::: Record set

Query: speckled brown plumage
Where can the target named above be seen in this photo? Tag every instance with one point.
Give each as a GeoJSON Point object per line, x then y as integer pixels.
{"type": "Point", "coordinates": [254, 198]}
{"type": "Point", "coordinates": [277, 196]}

::::::

What you should do: Reproduce the records above line for line, without changing anything.

Finished exercise:
Query: speckled brown plumage
Where can the target named above be seen in this photo? Tag every instance with one point.
Give each as a GeoJSON Point object per line, x then y as integer pixels.
{"type": "Point", "coordinates": [254, 198]}
{"type": "Point", "coordinates": [277, 196]}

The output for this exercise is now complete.